— BEGIN —
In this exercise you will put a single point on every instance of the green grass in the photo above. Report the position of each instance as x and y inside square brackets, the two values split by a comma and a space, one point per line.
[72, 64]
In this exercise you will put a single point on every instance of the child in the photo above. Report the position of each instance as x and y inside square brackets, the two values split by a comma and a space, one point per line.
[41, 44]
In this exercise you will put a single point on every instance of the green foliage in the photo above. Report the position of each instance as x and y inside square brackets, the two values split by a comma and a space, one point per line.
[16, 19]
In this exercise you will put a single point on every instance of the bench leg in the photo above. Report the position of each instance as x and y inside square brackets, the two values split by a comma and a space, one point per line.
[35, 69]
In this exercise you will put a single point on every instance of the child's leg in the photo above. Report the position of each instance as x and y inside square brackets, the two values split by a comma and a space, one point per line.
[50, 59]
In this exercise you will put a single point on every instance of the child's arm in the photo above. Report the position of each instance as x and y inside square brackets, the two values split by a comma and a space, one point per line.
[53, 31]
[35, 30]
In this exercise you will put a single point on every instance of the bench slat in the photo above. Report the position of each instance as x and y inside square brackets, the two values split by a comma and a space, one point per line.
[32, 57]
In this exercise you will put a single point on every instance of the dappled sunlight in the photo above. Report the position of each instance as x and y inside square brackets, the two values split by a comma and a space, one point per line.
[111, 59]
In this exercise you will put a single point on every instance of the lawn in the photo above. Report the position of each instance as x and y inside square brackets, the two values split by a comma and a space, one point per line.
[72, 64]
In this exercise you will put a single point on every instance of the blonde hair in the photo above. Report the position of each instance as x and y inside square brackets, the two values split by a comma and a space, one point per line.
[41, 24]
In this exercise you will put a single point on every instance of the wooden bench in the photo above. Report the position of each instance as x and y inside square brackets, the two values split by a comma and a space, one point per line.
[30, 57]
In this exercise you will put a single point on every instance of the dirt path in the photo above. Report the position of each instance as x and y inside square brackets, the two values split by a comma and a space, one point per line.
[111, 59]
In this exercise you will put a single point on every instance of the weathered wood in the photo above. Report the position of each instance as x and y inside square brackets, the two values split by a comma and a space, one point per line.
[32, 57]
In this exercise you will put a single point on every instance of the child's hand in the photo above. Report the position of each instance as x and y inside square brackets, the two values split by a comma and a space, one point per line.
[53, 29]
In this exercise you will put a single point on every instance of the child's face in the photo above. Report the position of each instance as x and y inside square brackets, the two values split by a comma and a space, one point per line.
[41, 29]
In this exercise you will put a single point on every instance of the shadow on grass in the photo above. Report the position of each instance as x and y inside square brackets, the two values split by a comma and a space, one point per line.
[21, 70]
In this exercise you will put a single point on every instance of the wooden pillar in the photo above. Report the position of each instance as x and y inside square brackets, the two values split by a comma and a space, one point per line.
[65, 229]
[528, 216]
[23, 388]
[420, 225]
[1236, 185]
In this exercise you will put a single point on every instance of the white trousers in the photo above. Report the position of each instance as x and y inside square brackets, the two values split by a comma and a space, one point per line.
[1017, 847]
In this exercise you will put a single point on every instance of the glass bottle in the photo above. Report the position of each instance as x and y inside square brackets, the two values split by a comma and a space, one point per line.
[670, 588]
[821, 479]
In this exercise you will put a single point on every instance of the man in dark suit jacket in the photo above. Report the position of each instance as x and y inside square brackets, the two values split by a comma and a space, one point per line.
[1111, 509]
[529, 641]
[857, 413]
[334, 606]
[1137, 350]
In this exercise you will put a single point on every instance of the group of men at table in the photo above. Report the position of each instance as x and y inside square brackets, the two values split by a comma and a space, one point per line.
— END —
In full and verbatim, repeat the records given above.

Answer to the task
In this exercise you will put a single point on every instance of the green grass in the photo above. Report the position of each instance as x and y inside square brackets, the two values split by a comma and a space, one point per line.
[72, 64]
In this exercise you will put a single point on every instance of the child in the photo above. Report the position of each instance as x and y inside square brackets, the two values split by a comma and a space, one point per line.
[41, 44]
In this exercise you will put a single point on every instance of the green foliage in the photo above. Report the position of each instance as x and y inside square brackets, the two values split by a comma and a space, one point per line.
[16, 19]
In this exercise you will put a single point on every instance of the bench leg in the photo above. Report the position of each instance as x and y inside square brackets, the two values split by a comma and a space, one point per line.
[35, 69]
In this exercise you will put a single point on every instance of the child's leg in the photo above. Report the position of each instance as x and y inside square brackets, the two values split by a comma and a space, one point per line.
[50, 59]
In this exercise you will put a single point on every instance of the child's arm in the photo above. Report the position of each instance as x and y inside square brackets, the two values split by a comma and a space, one point per line.
[53, 31]
[35, 30]
In this exercise you will put a single point on every instance of the bench slat in the photo above. Report the position of each instance as x and y inside square brackets, the two values split by a comma and a space, one point per line.
[32, 57]
In this exercise you will put a single point on every instance of the dappled sunlight in the photo above. Report the position of each instance as x and y inside square brackets, the two values split by a comma and a space, one point per line.
[111, 59]
In this exercise you will put a single point on every instance of the lawn in the photo above. Report the position of each instance as x and y inside square brackets, the two values split by a comma and a space, one point per line.
[72, 64]
In this exercise you will put a single point on every instance of the blonde hair in the photo above. Report the position of each instance as x and y inside square brackets, the two values split by a comma and a space, one point per line.
[41, 24]
In this exercise you will put a single point on every instance of the wooden bench in the photo above. Report the position of each instance as x and y inside square brackets, the two values split by a comma and a space, one point per line.
[30, 57]
In this exercise you will put a single point on every instance of the dirt path in the photo above. Report the position of each instance as x and y inside square brackets, the two values split by a comma and a space, one point per line.
[111, 59]
In this exercise you will put a single point on every instance of the weathered wood in the photo above. Report the position of each instance as x and y inside square brackets, the two values split by a comma and a space, one point per line.
[32, 57]
In this exercise you will put a single point on every instance of the child's hand in the photo above. Report the position of each instance as x and y inside square brackets, the two values split by a comma and a space, one point per line.
[53, 29]
In this exercise you will put a single point on every instance of the child's face in the photo above. Report the position of each instance as x and y inside square brackets, the two values split by a comma and a space, one point per line.
[41, 29]
In this exercise you will put a single point on every instance of the shadow on grass in the photo above. Report the position of each instance as x and y inside square brackets, the two values split by a comma and a space, one point per line.
[21, 70]
In this exercise you will put a single point on every instance of the wooden pillar in the photo above. Report the position of each instance as x and y inside square brackets, the two values split by a comma and a space, one point per line.
[65, 229]
[528, 216]
[23, 388]
[420, 225]
[1236, 185]
In this exercise you will put a single point on every instance of the white trousers in the photo above. Report the position of each instance as x and y inside square brackets, the two values split by a comma and a space, one point per line.
[1017, 847]
In this exercise you will put a single point on every instance of the glass bottle in the photo above. Report the position of each instance as x and y inside square brackets, the two values split by a comma and a space, one point per line.
[670, 588]
[821, 479]
In this exercise you will put a single point on every instance of the man in dark suit jacket in the photo above. Report the position of each instance as x and y inside square brackets, the two values split by a comma and a space, one point per line.
[1111, 509]
[529, 641]
[857, 413]
[334, 606]
[1137, 350]
In this exercise you will put a single point on every instance of the group of men at table in the photo above. Report the position of each instance as x and y inside square brackets, the two values split by a comma and a space, one point per line.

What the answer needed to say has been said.